Extracted records:
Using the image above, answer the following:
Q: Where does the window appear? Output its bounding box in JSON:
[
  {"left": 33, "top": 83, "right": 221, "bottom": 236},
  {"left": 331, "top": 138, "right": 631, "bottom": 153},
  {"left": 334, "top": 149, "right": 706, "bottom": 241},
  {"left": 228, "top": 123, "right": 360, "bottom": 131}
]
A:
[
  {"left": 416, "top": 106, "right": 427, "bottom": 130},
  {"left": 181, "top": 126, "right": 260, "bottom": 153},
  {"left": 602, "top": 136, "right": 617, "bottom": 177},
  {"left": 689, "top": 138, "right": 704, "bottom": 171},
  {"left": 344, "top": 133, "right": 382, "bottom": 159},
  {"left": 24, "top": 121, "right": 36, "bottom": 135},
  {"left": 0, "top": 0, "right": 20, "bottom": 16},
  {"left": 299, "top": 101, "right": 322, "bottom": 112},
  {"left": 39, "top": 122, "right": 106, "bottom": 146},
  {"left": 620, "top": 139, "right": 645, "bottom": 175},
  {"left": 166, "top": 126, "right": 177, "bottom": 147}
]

Exercise objective: Nothing may change. Retype all of the entries.

Solution for this problem:
Using the image above, answer the following:
Q: Where does the window appear? Output its bounding box in JSON:
[
  {"left": 33, "top": 83, "right": 221, "bottom": 236},
  {"left": 331, "top": 138, "right": 631, "bottom": 153},
  {"left": 334, "top": 149, "right": 706, "bottom": 241},
  {"left": 228, "top": 123, "right": 360, "bottom": 131}
]
A:
[
  {"left": 416, "top": 106, "right": 427, "bottom": 130},
  {"left": 181, "top": 126, "right": 260, "bottom": 153},
  {"left": 602, "top": 136, "right": 617, "bottom": 177},
  {"left": 689, "top": 138, "right": 704, "bottom": 171},
  {"left": 344, "top": 133, "right": 382, "bottom": 159},
  {"left": 24, "top": 121, "right": 36, "bottom": 135},
  {"left": 0, "top": 0, "right": 20, "bottom": 16},
  {"left": 299, "top": 101, "right": 322, "bottom": 112},
  {"left": 39, "top": 122, "right": 106, "bottom": 146},
  {"left": 620, "top": 139, "right": 645, "bottom": 175},
  {"left": 166, "top": 126, "right": 177, "bottom": 147}
]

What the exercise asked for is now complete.